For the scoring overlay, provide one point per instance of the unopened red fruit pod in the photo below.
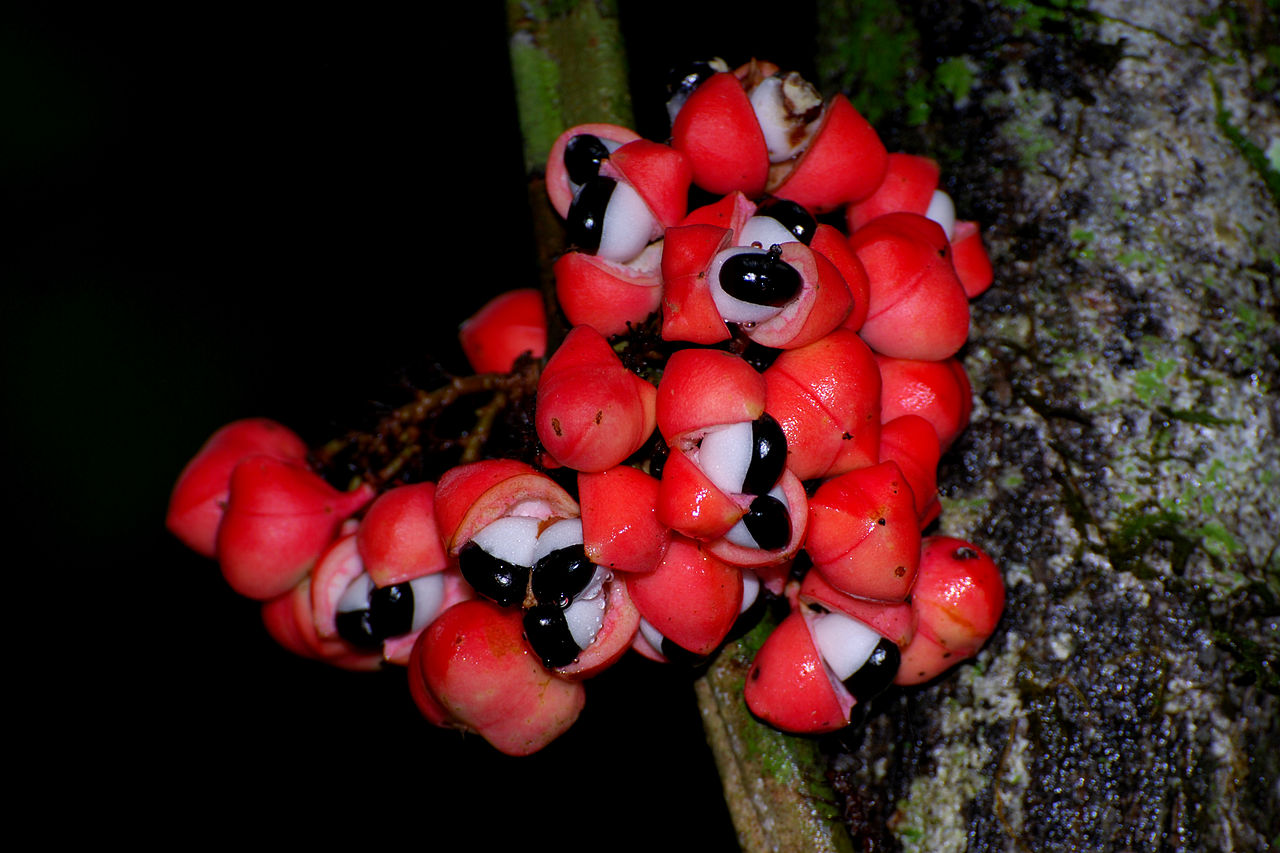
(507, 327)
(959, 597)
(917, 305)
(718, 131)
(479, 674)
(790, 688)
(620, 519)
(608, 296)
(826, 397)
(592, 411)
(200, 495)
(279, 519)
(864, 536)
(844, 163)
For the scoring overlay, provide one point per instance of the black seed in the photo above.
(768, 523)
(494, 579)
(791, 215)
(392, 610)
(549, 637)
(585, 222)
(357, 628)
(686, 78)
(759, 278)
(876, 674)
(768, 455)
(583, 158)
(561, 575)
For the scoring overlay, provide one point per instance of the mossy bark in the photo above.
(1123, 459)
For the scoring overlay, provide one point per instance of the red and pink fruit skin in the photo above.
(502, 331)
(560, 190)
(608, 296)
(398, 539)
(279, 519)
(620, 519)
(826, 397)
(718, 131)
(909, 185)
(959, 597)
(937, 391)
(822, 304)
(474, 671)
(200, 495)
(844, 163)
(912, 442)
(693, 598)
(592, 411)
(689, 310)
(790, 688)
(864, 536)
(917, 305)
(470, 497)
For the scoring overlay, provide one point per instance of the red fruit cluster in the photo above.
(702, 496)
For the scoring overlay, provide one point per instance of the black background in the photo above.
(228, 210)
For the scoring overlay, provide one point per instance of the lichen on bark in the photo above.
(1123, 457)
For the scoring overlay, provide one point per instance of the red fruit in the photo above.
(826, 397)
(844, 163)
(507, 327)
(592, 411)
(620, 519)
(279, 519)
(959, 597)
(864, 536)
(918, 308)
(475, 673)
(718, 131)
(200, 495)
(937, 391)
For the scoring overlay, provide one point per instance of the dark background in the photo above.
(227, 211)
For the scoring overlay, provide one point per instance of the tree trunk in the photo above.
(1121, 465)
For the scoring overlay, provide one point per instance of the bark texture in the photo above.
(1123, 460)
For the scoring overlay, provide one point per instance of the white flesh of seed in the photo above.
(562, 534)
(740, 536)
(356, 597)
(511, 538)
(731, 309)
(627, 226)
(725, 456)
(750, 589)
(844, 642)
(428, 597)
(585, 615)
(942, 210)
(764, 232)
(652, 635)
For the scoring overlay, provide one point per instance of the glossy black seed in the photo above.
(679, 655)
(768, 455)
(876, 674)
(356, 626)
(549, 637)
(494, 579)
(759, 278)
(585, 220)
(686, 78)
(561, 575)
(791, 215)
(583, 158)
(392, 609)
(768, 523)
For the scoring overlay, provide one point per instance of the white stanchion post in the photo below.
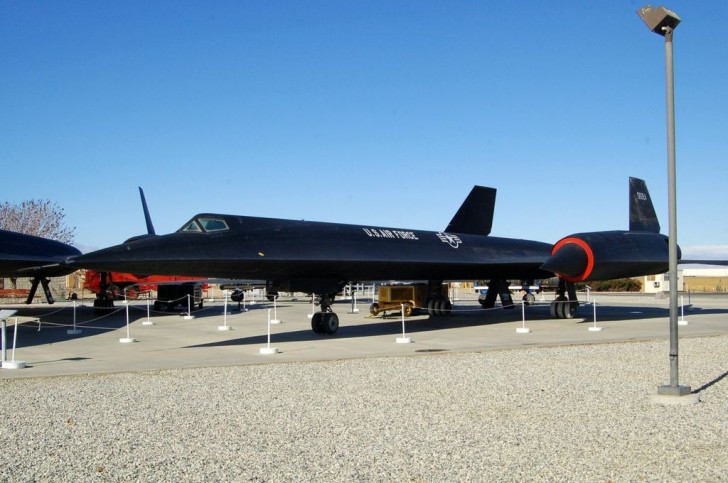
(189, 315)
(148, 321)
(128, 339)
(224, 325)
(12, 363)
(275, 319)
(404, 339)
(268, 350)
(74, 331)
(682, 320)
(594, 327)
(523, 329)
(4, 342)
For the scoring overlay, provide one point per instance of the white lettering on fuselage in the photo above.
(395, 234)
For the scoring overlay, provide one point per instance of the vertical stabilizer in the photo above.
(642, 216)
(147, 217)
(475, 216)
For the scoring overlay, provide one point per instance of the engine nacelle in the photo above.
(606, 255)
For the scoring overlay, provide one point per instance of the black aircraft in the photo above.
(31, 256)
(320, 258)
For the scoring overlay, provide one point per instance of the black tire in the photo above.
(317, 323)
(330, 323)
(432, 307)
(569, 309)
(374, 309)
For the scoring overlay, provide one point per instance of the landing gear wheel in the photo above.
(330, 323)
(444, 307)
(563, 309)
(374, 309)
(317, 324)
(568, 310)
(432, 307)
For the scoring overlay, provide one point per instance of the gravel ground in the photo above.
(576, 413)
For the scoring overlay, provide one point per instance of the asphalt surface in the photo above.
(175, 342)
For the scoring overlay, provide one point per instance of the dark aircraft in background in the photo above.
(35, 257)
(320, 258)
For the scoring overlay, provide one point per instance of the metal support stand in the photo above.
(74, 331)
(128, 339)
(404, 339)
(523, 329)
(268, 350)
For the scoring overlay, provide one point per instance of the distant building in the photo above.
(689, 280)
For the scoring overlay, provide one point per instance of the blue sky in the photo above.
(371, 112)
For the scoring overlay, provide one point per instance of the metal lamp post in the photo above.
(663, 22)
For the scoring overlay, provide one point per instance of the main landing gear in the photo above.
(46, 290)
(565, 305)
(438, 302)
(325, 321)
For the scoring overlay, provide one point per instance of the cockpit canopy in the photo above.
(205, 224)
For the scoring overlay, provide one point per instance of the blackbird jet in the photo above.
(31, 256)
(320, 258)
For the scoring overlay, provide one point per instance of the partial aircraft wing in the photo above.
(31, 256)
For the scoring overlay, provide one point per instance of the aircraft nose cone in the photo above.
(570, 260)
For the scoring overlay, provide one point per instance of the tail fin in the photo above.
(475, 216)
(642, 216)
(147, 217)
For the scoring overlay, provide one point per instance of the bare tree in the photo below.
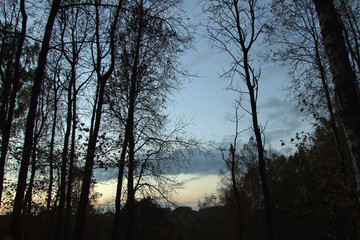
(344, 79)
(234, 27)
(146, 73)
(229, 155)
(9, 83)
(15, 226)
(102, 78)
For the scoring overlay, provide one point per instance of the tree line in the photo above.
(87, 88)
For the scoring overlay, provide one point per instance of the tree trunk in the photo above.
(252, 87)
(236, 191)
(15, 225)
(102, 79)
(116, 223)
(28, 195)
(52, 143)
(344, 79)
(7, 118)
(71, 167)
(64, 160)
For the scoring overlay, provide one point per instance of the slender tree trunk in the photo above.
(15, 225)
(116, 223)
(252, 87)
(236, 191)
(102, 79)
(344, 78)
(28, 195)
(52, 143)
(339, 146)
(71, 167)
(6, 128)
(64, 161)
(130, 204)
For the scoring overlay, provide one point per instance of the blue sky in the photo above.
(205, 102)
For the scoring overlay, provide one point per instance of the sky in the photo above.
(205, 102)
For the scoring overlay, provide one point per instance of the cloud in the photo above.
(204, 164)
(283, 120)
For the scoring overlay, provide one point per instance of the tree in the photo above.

□ □ □

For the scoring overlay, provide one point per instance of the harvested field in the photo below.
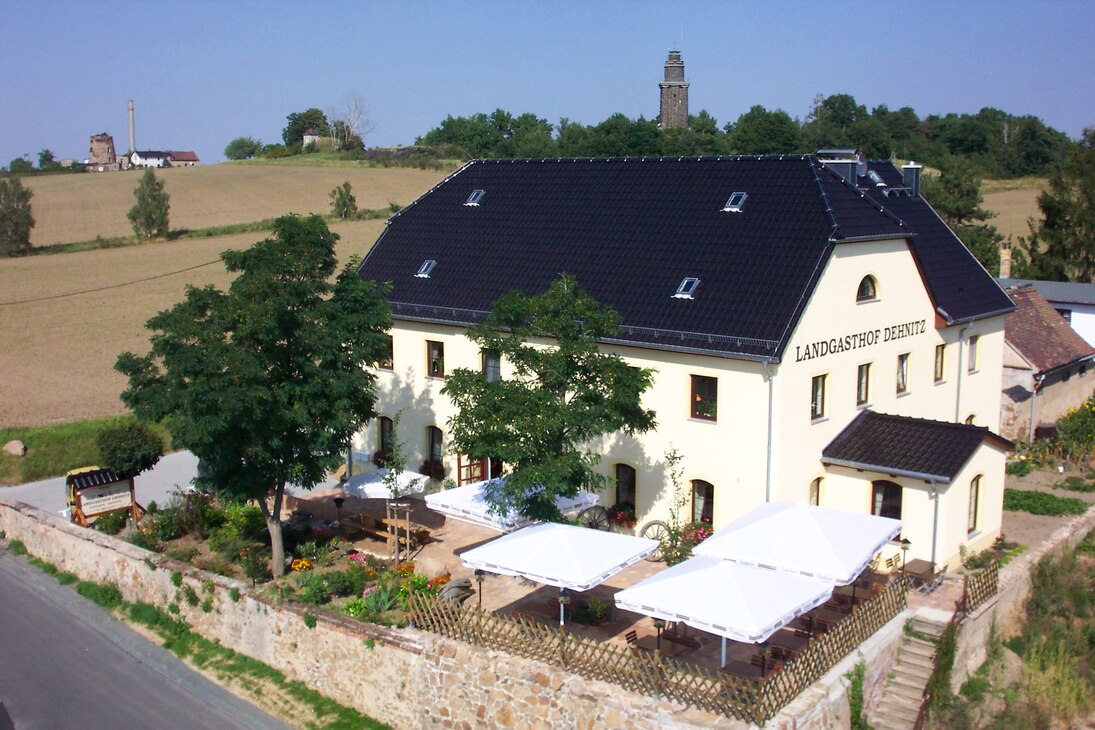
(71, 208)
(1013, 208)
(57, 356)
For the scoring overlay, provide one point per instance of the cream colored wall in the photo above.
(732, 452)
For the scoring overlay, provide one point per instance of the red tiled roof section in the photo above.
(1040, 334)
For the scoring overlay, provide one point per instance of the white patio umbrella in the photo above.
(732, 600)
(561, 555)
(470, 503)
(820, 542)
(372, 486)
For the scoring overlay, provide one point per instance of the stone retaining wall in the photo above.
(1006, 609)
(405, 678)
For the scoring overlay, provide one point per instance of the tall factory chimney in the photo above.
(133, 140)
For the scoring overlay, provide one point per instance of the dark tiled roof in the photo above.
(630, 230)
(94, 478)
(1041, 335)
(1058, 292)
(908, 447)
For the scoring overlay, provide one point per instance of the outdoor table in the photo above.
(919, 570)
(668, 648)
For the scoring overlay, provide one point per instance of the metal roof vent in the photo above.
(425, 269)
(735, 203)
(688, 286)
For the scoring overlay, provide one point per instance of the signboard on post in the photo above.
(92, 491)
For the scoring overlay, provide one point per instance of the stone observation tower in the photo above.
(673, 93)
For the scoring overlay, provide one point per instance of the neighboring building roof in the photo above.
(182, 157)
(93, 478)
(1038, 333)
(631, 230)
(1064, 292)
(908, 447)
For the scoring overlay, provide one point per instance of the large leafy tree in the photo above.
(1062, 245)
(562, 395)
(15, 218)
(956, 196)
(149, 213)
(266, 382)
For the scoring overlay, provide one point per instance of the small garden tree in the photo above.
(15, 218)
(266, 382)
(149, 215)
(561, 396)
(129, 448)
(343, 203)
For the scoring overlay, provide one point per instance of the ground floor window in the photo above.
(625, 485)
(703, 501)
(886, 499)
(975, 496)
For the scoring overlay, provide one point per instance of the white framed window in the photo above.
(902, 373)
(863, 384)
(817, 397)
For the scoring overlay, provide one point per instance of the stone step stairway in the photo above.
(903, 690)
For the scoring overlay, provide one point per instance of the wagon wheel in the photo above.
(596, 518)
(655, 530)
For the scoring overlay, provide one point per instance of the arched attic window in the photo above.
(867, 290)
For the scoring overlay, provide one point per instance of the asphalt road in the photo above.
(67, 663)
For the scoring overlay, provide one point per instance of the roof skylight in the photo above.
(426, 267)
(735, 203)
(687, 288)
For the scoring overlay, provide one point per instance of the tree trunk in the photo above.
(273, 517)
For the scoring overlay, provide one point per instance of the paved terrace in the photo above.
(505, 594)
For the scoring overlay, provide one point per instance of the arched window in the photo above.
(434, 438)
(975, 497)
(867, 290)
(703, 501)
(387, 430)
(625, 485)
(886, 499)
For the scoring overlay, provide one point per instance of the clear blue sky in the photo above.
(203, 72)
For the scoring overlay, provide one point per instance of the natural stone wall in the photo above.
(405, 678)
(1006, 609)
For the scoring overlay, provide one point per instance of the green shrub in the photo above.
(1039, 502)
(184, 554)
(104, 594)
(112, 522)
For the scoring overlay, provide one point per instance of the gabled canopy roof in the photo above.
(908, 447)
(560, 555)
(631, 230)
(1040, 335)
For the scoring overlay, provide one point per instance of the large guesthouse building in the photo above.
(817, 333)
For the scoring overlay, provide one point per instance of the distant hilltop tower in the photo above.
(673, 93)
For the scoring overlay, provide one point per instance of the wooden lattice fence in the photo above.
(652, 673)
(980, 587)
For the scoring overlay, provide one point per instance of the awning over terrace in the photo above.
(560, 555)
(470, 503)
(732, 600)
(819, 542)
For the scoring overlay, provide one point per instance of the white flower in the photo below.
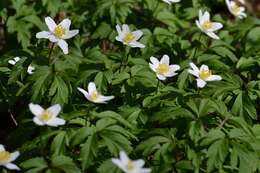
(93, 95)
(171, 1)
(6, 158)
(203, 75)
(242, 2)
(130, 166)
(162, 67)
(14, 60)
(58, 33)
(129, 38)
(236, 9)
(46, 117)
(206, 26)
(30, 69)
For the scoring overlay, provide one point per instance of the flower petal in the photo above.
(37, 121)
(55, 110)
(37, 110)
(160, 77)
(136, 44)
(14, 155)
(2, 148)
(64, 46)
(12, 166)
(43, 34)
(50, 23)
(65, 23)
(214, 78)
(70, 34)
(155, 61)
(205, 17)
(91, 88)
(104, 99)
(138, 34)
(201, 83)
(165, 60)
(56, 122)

□ □ □

** DIRECTION **
Pick out every row that contains the string "large" and copy each of those rows in full. Match case exactly.

** WRITTEN SOLUTION **
For the scoring overlay, provide one point per instance of the large leafy tree in the photo above.
For the scoring overlay, provide one point per instance of the large guesthouse building in the photo above.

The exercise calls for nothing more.